Reading text:
——
Registration means to get the partnership firm registered with the registrar of the firms. Before the registration of the partnership firm in India. Now the registration of partnership firms is governed by the Indian Partnership Act, 1932. This present Act made the registration of a partnership firm optional entirely at the discretion of the partners.

Types of Partnership Firms

Under the Partnership Act it is not necessary for every partnership firm to get itself registered. The partnership business is regulated under Indian Partnership Act, 1932 which prescribes two types of partnership firms:

  • Unregistered firms, and
  • Registered firms.

An Unregistered firm is formed by entering into an agreement between two competent persons, known as partners, where the firm is not registered with the registrar of the firms.

Whereas the firms which subsequently get registered with the registrar of the firms by submitting the copy of partnership deed is known as Registered Partnership Firm.

Chapter VII (Section 56-71) of the Indian Partnership Act, 1932 deals with Registration of partnership firms.

Laws governing registered Partnership Firms

An overview of the sections 56-71 is as follows:

  • Sec. 56: Power to exempt from application of this Chapter.
  • Sec. 57: Appointment of Registrars.
  • Sec. 58: Application of Registration.
  • Sec. 59: Registration.
  • Sec. 60: Recording alterations in firm name or principal place of business.
  • Sec. 61: Noting of closing and opening of branches.
  • Sec. 62: Noting of changes in names and addresses of partners.
  • Sec. 63: Recording of changes in and dissolution of the firm & Recording of withdrawal of a minor.
  • Sec. 64: Rectification of mistakes.
  • Sec. 65: Amendment of Register by order of Court.
  • Sec. 66: Inspection of Register and filed documents.
  • Sec. 67: Grant of Copies.
  • Sec. 68: Rules of evidence.
  • Sec. 69: Effect of non-registration.
  • Sec. 70: Penalty for furnishing false particulars.
——
List of tasks:
1. In the text on partnership firm registration, which chapter and sections of the Indian Partnership Act, 1932 deal with the registration of partnership firms?
2. Extend the text on partnership firm registration, picking up after its final line.
——
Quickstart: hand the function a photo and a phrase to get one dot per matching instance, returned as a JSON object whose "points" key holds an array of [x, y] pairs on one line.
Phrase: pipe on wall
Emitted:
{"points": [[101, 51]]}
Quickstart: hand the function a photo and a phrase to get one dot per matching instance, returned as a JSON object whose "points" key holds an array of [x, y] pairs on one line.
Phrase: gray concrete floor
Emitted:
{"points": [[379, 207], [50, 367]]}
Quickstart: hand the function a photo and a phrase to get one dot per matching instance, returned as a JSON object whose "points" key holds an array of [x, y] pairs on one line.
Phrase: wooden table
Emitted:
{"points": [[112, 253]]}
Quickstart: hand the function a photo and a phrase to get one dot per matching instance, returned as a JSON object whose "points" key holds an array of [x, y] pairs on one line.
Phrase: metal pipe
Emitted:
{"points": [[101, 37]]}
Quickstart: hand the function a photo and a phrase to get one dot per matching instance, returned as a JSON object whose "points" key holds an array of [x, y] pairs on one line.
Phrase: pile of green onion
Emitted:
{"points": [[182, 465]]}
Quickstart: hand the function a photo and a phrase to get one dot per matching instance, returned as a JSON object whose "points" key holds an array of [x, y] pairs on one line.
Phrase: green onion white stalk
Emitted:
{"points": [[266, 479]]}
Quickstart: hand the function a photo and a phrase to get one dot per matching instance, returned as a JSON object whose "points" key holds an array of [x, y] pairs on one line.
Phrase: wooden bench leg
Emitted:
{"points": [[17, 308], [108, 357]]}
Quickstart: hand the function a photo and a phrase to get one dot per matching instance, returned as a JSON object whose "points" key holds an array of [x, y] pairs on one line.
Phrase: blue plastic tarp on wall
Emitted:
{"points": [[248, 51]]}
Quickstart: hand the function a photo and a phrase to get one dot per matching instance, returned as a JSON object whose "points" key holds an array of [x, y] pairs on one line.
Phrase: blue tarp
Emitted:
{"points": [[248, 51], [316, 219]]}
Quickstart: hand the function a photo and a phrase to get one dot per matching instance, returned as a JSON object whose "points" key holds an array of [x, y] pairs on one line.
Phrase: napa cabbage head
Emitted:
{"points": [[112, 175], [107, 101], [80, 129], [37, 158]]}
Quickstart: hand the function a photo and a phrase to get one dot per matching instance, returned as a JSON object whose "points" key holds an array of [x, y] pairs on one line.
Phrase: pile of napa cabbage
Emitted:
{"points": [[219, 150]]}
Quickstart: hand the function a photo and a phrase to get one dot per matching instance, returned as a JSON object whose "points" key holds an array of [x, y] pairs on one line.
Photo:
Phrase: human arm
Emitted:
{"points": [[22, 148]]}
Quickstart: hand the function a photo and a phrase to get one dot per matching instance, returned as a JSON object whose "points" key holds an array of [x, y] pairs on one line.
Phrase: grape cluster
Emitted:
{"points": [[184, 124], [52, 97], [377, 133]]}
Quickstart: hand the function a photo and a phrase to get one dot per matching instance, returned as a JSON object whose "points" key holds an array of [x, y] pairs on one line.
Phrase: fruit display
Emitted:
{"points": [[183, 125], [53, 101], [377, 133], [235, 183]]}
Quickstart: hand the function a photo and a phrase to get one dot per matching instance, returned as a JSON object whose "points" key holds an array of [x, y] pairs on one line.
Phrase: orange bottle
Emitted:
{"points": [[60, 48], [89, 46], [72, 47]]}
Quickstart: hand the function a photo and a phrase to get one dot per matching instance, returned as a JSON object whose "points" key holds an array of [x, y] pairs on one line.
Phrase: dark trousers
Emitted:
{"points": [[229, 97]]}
——
Outputs by task:
1. Chapter VII, Sections 56–71.

2.
  • Sec. 71: Power to make rules.

Now for the better understanding of the sections we are going to elaborate these sections.

Section 56 talks about the power of the State Government to exempt the application of chapter VII in that particular state or to any part of it.

NOTE: State can do so by notification in the official gazette.

Section 57 talks about the appointment of the registrar that the State Government may appoint Registrars of Firms for the purpose of this Act. And may define areas within which they shall exercise their powers and perform their duties.

Also, it states that every registrar shall be deemed to be a public servant within the meaning of section 21 of the Indian Penal Code.

Application for Registration of a Partnership Firm (Section 58)

Section 58 and 59 deal with the procedure of registration of partnership firms. The form along with registration fees needs to submitted to Registrar of Firms who has been appointed in consonance with Sec. 57 by the State government.

The partnership firm registration may be affected at any time by sending or by post or by delivering to the registrar of the area. It is not essential that the firm should be registered from the very beginning.

When the partners decide to get the firm registered, as per the provisions of the section 58 of the Indian Partnership Act,1932 they have to file the statement in the prescribed form. The statement must be accompanied by the prescribed fee stating-

  • The firm’s name,
  • The principal place of business,
  • The names of its other places of business,
  • Date of joining of each partner,
  •  Names in full and permanent addresses of the partners, and
  • Duration of the firm.

The aforesaid statement is to be signed by all the partners or by their agents specially authorizes in this behalf.

When the registrar is satisfied that the above-mentioned provisions have been complied, he shall record an entry of this statement in the register and shall file the statement[1].

Recording of Alteration in Firm Name and Principal Place of Business (Section 60)

When an alteration is made-

  • In the firm name or
  • In the location of the principal place of business of a registered firm.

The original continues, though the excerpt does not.